SOURCE TEXT:
● ● ● ● ● ● ●
John Jasinski (born 1962) is the interim provost for Missouri State University and was the 10th university president of Northwest Missouri State University.

Early life
Jasinski was born in Flint, Michigan and was a 1980 graduate of Powers Catholic High School.

Education
He received a bachelor's degree from Central Michigan University in 1985 with a major in Broadcast and Cinematic Arts/Public Communication and Masters from Central in 1986 in Interpersonal and Public Communication.  He received a PhD from the University of Nebraska in 1996 in Educational Leadership and Higher Education Administration.

Northwest Missouri (1986–2001)
From 1986 to 2001 he served various capacities at Northwest including Associate Provost, Chair, Department of Mass Communication.  In 1994–95 he went on a Sabbatical to serve as Malcolm Baldrige National Quality Award Education Specialist.  He has served part-time with the organization since then.
● ● ● ● ● ● ●
MATERIAL SUPPLIED:
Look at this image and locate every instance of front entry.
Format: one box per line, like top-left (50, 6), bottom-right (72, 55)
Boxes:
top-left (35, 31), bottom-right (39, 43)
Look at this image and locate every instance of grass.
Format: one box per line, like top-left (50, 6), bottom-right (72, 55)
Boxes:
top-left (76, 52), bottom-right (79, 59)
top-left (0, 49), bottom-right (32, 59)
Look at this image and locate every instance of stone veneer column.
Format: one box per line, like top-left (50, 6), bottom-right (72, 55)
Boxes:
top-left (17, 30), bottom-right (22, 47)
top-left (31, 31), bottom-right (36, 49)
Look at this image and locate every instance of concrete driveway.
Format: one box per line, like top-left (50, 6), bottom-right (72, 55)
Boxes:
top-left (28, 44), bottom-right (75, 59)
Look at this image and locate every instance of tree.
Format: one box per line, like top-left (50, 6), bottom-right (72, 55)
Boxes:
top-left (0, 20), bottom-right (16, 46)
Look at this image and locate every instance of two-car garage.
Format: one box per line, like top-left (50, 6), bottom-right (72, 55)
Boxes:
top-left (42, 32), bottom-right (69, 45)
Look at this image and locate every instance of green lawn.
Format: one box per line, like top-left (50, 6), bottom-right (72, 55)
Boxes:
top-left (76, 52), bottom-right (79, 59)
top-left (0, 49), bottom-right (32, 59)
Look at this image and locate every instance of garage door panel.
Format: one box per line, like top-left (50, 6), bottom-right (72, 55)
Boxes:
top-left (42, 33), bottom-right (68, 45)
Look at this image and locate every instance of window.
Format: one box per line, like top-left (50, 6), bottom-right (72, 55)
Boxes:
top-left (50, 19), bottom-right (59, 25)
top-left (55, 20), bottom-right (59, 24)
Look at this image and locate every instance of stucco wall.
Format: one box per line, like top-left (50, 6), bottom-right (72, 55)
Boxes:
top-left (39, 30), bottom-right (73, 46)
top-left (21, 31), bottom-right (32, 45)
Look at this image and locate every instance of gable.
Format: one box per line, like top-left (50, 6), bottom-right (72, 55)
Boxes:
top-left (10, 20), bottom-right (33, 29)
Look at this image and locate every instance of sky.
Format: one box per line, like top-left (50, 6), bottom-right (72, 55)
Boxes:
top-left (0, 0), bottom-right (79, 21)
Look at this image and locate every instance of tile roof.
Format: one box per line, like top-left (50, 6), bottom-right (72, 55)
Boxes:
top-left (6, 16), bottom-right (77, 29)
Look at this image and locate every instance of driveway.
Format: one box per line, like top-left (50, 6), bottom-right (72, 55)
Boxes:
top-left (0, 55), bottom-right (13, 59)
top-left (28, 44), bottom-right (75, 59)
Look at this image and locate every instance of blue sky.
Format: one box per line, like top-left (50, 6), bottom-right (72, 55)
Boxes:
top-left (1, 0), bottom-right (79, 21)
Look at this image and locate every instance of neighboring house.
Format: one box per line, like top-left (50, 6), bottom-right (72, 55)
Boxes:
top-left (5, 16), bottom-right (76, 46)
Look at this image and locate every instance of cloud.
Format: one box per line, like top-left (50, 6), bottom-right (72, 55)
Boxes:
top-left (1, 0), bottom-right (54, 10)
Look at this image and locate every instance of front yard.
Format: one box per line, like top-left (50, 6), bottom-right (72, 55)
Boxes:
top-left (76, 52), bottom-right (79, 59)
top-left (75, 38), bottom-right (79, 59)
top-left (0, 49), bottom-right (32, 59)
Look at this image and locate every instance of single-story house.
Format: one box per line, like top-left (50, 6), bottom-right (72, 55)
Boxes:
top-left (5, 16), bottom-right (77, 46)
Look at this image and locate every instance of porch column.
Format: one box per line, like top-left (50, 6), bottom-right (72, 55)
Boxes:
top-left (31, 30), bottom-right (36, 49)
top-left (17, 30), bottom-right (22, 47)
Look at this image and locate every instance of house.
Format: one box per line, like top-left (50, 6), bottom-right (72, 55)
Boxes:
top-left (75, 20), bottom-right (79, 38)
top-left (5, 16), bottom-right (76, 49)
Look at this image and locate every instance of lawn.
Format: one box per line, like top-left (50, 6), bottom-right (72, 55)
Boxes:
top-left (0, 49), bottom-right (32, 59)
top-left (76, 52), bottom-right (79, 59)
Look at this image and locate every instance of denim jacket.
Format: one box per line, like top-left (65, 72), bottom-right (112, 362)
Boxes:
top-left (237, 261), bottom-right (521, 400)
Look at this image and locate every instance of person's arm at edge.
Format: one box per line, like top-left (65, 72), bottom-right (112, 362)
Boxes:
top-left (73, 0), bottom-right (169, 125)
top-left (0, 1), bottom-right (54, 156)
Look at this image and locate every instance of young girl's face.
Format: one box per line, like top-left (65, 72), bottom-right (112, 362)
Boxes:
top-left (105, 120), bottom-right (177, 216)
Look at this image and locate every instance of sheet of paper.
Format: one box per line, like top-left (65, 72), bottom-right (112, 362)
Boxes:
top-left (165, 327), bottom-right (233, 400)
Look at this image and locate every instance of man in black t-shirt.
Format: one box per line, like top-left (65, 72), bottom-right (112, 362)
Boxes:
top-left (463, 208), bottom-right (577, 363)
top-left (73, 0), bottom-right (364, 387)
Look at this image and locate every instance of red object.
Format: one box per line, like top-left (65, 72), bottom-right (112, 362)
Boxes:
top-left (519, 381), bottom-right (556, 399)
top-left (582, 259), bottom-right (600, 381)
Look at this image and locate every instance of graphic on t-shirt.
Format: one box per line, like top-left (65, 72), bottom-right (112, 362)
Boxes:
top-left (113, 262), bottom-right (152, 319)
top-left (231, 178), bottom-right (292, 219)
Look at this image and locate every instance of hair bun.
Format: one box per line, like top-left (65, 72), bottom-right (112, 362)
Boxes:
● ● ● ● ● ● ●
TASK 1:
Extract from the John Jasinski biography the part that opens with the words containing "From 1986 to" and closes with "organization since then.".
TASK 2:
Extend the John Jasinski biography, picking up after its last sentence.
Nothing in the records is needed here.

FINAL RESULT 1:
From 1986 to 2001 he served various capacities at Northwest including Associate Provost, Chair, Department of Mass Communication.  In 1994–95 he went on a Sabbatical to serve as Malcolm Baldrige National Quality Award Education Specialist.  He has served part-time with the organization since then.

FINAL RESULT 2:
Northwest has won more Missouri Quality Awards than any other organization (1997, 2001, 2005 & 2008)

Maryville City Council and Northwood University
From 2001 to 2007 he was a member of the Maryville, Missouri City Council.

From 2001 onward he operated a consulting service focusing particularly on Malcolm Baldrige coaching.

From 2007 until 2009 he was Executive Vice President, Chief Academic and Operating Officer at Northwood University.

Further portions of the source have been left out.